— Start of Material for this exercise —

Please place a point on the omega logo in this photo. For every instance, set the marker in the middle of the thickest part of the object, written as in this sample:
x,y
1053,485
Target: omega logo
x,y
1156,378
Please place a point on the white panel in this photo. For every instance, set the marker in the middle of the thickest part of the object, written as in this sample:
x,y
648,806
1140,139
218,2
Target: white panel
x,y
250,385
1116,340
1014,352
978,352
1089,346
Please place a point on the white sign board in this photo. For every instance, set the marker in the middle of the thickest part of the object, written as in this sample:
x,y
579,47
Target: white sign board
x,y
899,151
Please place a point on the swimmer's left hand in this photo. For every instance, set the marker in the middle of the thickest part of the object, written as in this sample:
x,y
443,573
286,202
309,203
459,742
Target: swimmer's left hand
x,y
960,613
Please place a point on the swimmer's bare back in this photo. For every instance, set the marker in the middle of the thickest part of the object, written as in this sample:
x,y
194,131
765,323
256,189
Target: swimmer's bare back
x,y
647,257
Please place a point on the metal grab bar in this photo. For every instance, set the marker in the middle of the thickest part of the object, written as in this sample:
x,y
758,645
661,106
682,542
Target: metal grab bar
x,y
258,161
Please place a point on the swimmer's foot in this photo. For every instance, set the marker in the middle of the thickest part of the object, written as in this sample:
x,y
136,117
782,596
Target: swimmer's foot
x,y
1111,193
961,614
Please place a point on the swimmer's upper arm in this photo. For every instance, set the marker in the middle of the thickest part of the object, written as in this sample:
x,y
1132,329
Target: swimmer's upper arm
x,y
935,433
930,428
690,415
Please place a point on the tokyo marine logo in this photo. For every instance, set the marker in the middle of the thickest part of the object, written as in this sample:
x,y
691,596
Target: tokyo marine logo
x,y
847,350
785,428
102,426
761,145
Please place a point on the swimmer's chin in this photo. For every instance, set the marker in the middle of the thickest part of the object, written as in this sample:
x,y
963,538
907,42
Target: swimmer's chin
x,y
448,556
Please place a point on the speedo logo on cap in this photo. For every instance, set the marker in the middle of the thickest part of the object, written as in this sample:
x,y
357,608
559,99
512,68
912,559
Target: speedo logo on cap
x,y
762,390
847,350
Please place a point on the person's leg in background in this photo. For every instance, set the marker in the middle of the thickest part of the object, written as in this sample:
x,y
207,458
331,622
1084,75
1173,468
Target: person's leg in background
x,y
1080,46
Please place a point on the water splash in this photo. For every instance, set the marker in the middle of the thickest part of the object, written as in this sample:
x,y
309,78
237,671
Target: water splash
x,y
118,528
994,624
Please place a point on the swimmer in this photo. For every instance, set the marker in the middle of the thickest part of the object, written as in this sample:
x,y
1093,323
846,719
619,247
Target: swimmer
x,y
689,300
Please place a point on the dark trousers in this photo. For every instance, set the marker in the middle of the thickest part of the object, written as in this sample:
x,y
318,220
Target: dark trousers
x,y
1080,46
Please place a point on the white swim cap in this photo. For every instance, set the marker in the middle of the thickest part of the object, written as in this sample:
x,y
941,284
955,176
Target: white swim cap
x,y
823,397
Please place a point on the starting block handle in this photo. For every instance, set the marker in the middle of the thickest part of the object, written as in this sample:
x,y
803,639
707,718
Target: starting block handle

— End of Material for this exercise —

• _What you will do_: Recast each line of the material above as a JSON list of strings, with one string per line and no blank lines.

• _Response_:
[
  "Please place a point on the omega logo in this photo. For every instance, set the marker in the middle of the thickest part of the object, written as in this sample:",
  "x,y",
  "1053,485",
  "Target: omega logo",
  "x,y",
  "1156,378",
  "Please place a point on the white panel in this photo. For every instance, set the marker in the middle of the thickest part of the object, written as in this sample:",
  "x,y",
  "648,806",
  "1140,139",
  "218,2",
  "Target: white panel",
  "x,y",
  "250,385",
  "1116,340",
  "1014,352",
  "978,352",
  "1089,346",
  "Please place a point on the white sign board in this photo. For every instance, set the marker in the middle of the thickest part of the object, written as in this sample:",
  "x,y",
  "579,47",
  "Target: white sign board",
  "x,y",
  "899,151",
  "Please place a point on the swimmer's left hand in this photo. For every instance, set the marker in the middle of the thickest part of the object, written as in this sample:",
  "x,y",
  "443,573",
  "286,202",
  "309,203",
  "459,742",
  "Target: swimmer's left hand",
  "x,y",
  "960,613",
  "Please place a point on the swimmer's bare back in this photo. For every instance, set the marker in the middle of the thickest part of the object, written as in this sample:",
  "x,y",
  "194,131",
  "765,323",
  "256,189",
  "Target: swimmer's bare back",
  "x,y",
  "647,257",
  "Please place a point on the metal grab bar in this photo. For every instance, set the marker in the middle of the thickest part of the object, written as in this sample:",
  "x,y",
  "758,645",
  "661,106",
  "682,542",
  "Target: metal grab bar",
  "x,y",
  "258,161",
  "Please place a point on the swimmer's foot in this photo. For every instance, set the marker in the middle of the thickest part of the object, written as in this sample:",
  "x,y",
  "136,117",
  "782,596",
  "Target: swimmer's foot",
  "x,y",
  "1111,193",
  "961,614",
  "Please place a point on the swimmer's upper arm in this photo. For every instance, set the marker in the middle of the thickest part of the object, written as in this sample:",
  "x,y",
  "1132,329",
  "Target: swimmer's upper arm",
  "x,y",
  "935,433",
  "930,428",
  "690,415",
  "Please place a point on the tokyo marine logo in this photo. For every instance, set the marker in the middle of the thickest part of the object, written as in this sample:",
  "x,y",
  "691,596",
  "Target: tokyo marine logo",
  "x,y",
  "847,350",
  "785,428",
  "102,426",
  "761,145",
  "Please place a point on the swimmer's chin in this photo. For every instance, set the marker in the middle of the thickest part of the object, written as in this sample:",
  "x,y",
  "963,538",
  "907,42",
  "Target: swimmer's chin",
  "x,y",
  "448,556",
  "Please place a point on the speedo logo on cap in this photo. For every instance, set the marker in the middle of the thickest part of the object, written as in this sample:",
  "x,y",
  "357,608",
  "559,99",
  "512,68",
  "912,559",
  "Target: speedo logo on cap",
  "x,y",
  "762,390",
  "847,350",
  "Please place a point on the person's leg in background in this photo. For every instance, set the marker in the middle of the thickest part of the object, written as in this sample:",
  "x,y",
  "207,458",
  "331,622",
  "1084,75",
  "1173,468",
  "Target: person's leg in background",
  "x,y",
  "1080,46",
  "Please place a point on the water splash in this photo. For every instance, set the marker in the middle of the thickest part of the object, written as in this sample:",
  "x,y",
  "309,78",
  "237,671",
  "Target: water splash",
  "x,y",
  "118,528",
  "994,624",
  "Please place a point on the swimmer in this photo. For every instance, set the marker in the middle of the thickest part of the object, written as in this sample:",
  "x,y",
  "1093,323",
  "846,719",
  "619,247",
  "Target: swimmer",
  "x,y",
  "689,300",
  "Please place a point on the dark trousers in this photo. For every instance, set the marker in the middle of the thickest part of the object, written as in this sample:",
  "x,y",
  "318,220",
  "Target: dark trousers",
  "x,y",
  "1080,46",
  "Please place a point on the white swim cap in this photo. For every instance, set the marker in the middle of the thickest part of the object, written as in this sample:",
  "x,y",
  "941,284",
  "955,176",
  "Target: white swim cap",
  "x,y",
  "823,397",
  "Please place a point on the starting block handle in this photo. For every instance, set the marker in the middle of the thickest part of the object, written as in this sample:",
  "x,y",
  "803,639",
  "707,718",
  "Target: starting block handle"
]